GIVEN PASSAGE>
A single block brake having asbestos lining without brass wires subjected to a torque capacity of 250 N-m is shown in fig. The brake drum rotates at 100 rpm.

Calculate

(i) actuating force and the hinge-pin reaction for clockwise rotation of the drum;

(ii) rate of heat generated during the braking action

(iii) dimensions of the block

(iv) check whether the brake is self-energizing

Given Data:

Brake Drum radius $R=200m$

Torque $Mt=250Nm$

Speed-100rpm

Assumptions - short shoe brake $(2 \theta=45$, projected area $A=b(2 R \sin \theta),$ $\theta=45 / 2, \mu=0.35$ and $p=1 M P a$ for low intensity brake having asbestos lining without brass wires [PSG 7.97]

Solution:

1) Pin reactions for clockwise rotation of drum

Braking torque, $Mt =\mathrm{FD} / 2,$ but $\mathrm{F}=\mu \mathrm{N}, \therefore 250=0.35 \mathrm{N} \times 0.2, \mathrm{N}=3.571 \mathrm{kN}$

Taking moment at pin,

$\mu \mathrm{N}(50)+\mathrm{P}(500)-\mathrm{N}(200)=0$

$0.35(3.5)(50)+\mathrm{P}(500)-3.57(200)=0$

$\mathrm{P}=1.31 \mathrm{kN}$

The reactions are

Horizontal reaction at pin, $\mathrm{H}=\mu \mathrm{N}=0.35(3.57)=1.250 \mathrm{kN}$ ,

Vertical reaction at pin, $\mathrm{V}=\mathrm{N}-\mathrm{P}=3.57-1.31=2.26 \mathrm{kN}$

Resultant reaction at pin, $\mathrm{R}=2.6 \mathrm{kN}$

2) Heat generation rate (for maximum velocity)

DIRECTIVE> Reproduce the block brake problem verbatim from "Horizontal reaction at" to "(for maximum velocity)".

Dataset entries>
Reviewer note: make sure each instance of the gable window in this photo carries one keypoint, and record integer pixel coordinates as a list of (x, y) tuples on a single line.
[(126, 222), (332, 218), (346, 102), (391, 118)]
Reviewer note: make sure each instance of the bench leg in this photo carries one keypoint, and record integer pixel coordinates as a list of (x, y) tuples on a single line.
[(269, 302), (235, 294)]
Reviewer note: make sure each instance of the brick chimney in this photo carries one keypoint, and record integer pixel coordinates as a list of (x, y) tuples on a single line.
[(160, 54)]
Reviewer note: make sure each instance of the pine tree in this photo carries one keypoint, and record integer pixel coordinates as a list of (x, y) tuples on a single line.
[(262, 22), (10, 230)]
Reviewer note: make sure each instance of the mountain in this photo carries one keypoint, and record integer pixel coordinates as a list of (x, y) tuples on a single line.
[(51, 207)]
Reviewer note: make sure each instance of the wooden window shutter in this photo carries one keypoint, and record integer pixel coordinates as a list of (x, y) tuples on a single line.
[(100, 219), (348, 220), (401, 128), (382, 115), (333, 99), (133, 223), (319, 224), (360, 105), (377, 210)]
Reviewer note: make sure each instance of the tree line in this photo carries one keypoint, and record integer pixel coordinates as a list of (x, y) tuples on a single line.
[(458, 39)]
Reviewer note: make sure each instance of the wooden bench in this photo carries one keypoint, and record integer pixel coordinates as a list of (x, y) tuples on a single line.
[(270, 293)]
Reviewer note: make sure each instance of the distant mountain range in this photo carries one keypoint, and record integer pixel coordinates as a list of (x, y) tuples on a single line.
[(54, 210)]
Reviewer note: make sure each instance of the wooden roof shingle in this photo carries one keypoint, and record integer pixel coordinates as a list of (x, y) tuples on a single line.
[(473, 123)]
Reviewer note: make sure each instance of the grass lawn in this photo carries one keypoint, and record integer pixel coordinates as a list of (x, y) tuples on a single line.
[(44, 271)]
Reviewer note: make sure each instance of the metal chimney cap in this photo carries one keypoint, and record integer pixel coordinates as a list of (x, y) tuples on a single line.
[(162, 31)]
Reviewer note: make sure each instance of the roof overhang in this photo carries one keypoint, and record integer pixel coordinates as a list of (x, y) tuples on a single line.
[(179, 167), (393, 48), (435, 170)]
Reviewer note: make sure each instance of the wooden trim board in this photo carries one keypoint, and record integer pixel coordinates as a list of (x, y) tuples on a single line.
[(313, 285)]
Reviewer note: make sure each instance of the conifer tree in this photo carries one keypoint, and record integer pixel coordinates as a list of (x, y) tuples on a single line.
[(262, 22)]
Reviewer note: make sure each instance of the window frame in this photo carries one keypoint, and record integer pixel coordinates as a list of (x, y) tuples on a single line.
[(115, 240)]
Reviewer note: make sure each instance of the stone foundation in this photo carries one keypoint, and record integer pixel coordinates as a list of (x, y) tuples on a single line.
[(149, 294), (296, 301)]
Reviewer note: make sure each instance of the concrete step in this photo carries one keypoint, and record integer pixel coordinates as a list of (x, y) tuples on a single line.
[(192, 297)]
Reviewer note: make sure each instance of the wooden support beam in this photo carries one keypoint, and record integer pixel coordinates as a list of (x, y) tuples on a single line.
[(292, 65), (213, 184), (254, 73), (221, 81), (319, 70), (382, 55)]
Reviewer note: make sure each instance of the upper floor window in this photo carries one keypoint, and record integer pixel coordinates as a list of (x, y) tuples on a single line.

...

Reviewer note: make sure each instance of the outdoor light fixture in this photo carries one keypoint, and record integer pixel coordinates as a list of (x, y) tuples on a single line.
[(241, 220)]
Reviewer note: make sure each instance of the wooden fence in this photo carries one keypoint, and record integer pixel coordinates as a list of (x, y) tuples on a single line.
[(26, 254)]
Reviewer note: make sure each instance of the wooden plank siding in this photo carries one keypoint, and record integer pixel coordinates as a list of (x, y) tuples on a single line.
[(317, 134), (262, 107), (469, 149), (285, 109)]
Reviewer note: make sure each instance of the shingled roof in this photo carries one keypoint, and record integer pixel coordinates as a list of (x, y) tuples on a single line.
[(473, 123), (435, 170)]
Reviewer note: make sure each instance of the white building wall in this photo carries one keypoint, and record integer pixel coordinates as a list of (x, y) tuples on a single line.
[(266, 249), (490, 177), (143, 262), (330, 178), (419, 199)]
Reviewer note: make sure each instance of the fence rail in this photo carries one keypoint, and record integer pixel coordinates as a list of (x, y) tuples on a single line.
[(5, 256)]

...

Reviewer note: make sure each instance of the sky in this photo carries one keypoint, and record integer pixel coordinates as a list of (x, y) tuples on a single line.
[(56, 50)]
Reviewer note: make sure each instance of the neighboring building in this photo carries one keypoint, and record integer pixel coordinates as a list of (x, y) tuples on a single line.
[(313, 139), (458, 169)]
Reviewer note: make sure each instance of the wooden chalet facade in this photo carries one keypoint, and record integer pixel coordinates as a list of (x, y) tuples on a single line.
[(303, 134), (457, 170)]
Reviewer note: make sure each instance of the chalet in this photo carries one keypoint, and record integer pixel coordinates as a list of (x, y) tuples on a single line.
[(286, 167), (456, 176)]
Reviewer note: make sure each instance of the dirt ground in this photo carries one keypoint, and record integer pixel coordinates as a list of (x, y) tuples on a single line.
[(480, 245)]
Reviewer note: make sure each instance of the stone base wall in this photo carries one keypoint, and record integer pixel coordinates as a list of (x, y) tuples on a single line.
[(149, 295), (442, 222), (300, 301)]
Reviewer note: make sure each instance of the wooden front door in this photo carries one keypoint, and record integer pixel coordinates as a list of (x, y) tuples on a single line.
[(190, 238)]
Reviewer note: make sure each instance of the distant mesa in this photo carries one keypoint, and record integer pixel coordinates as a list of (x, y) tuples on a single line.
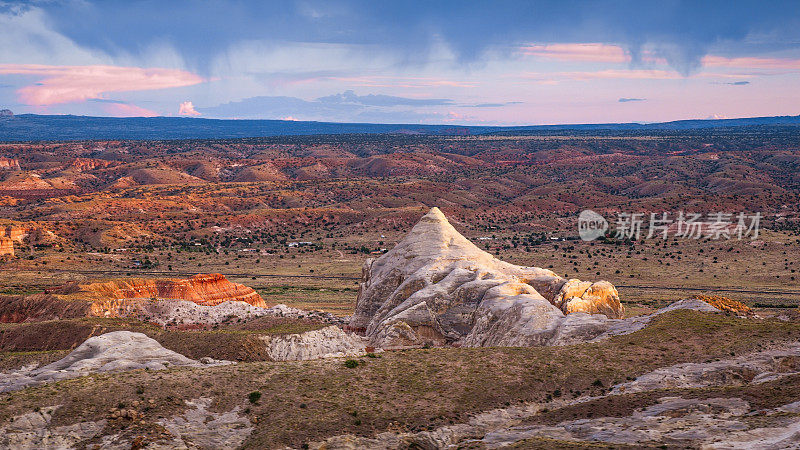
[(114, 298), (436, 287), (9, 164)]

OUTPUT>
Horizontal reaction at pin, $\mathrm{H}=\mu \mathrm{N}=0.35(3.57)=1.250 \mathrm{kN}$ ,

Vertical reaction at pin, $\mathrm{V}=\mathrm{N}-\mathrm{P}=3.57-1.31=2.26 \mathrm{kN}$

Resultant reaction at pin, $\mathrm{R}=2.6 \mathrm{kN}$

2) Heat generation rate (for maximum velocity)